Source records:
——

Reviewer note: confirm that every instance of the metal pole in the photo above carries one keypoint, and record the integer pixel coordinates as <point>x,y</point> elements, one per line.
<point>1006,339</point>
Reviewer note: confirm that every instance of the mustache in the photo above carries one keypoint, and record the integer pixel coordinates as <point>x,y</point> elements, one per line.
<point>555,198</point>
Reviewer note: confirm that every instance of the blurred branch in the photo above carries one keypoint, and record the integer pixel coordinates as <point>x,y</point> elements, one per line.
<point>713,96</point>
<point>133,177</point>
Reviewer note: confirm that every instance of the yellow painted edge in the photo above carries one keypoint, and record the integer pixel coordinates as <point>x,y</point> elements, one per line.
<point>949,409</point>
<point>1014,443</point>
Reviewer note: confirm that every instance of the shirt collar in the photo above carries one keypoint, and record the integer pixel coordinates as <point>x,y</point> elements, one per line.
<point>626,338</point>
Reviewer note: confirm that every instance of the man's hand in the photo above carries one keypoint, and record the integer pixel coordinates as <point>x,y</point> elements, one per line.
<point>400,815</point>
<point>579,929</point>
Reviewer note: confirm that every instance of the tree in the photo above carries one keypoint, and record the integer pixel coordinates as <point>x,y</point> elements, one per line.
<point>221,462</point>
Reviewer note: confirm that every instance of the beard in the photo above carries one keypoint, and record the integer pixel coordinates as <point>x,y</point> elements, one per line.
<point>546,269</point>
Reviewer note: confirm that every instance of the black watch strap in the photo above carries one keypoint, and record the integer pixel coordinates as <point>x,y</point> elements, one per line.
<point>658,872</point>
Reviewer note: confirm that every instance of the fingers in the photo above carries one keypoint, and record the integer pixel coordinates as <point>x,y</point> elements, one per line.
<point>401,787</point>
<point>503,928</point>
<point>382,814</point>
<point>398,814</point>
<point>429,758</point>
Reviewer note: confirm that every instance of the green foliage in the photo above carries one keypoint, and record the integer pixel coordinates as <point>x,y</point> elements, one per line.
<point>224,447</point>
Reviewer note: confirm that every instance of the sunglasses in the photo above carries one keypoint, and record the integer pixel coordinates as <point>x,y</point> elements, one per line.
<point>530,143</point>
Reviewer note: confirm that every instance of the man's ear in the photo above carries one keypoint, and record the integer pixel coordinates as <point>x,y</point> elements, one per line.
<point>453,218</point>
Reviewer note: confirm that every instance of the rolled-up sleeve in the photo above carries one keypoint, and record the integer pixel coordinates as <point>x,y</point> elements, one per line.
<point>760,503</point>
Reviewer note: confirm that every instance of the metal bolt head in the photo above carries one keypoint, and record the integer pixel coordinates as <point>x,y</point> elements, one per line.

——

**ACTIVITY**
Restate the records in full, keeping every word as it is.

**EXPECTED ANSWER**
Reviewer note: confirm that every instance of the metal pole in the photo above carries one keypoint, and record the integer pixel coordinates as <point>x,y</point> elements, one per line.
<point>1006,339</point>
Reviewer note: confirm that every instance of the mustache in the photo above carries one keypoint, and record the integer pixel coordinates as <point>x,y</point> elements, one per line.
<point>555,198</point>
Reviewer note: confirm that every instance of the blurred branch in the photo above carries one keypoint, and record the integer pixel coordinates as <point>x,y</point> elements, one per line.
<point>713,96</point>
<point>133,177</point>
Reviewer note: confirm that every instance of the yellow painted edge in the photo above carries one keypoint, and record the integer pixel coordinates as <point>x,y</point> elements, one per line.
<point>949,409</point>
<point>1014,443</point>
Reviewer note: confirm that every instance of the shirt collar in the photo above carries one keypoint, and record the integer pixel coordinates as <point>x,y</point> elements, one per line.
<point>626,338</point>
Reviewer note: confirm that every instance of the man's hand in the photo above carries one keypoint, and record the integer pixel coordinates as <point>x,y</point> elements, one per line.
<point>400,815</point>
<point>579,929</point>
Reviewer note: confirm that every instance of the tree in the photo above carries one keypoint, and record the integer pixel coordinates as <point>x,y</point> elements, one per line.
<point>221,462</point>
Reviewer note: confirm that every instance of the beard in the photo above carries one keypoint, and record the integer pixel coordinates as <point>x,y</point> elements, one per line.
<point>546,269</point>
Reviewer note: confirm that every instance of the black watch strap in the photo above carries one keypoint, and record the integer pixel coordinates as <point>x,y</point> elements, one per line.
<point>658,872</point>
Reviewer note: confirm that every instance of the fingers in the photo above carries one keypoint, and record the integer pixel coordinates as <point>x,y</point> elements, one per line.
<point>401,787</point>
<point>503,928</point>
<point>382,814</point>
<point>398,814</point>
<point>429,758</point>
Reviewer note: confirm that every instance of the green foliage in the photo above carries one keypoint, and record the integer pixel coordinates as <point>x,y</point> elements, one per line.
<point>224,447</point>
Reviewer note: confirm that every instance of the sunglasses in the photo above carries one keypoint, and record the integer pixel coordinates as <point>x,y</point> elements, one per line.
<point>530,143</point>
Reviewer note: confirm that every instance of the man's ear in the photo above carries one keypoint, and record the integer pixel coordinates as <point>x,y</point> elements, one per line.
<point>453,218</point>
Reviewer note: confirm that every instance of the rolled-up sleeve in the photo above carries one keypoint, and record the integer pixel coordinates as <point>x,y</point> elements, one per line.
<point>760,503</point>
Reviewer note: confirm that every instance of the metal bolt head in the photo above carries one keypoint, and record the integer pixel coordinates as <point>x,y</point> elements, one per line.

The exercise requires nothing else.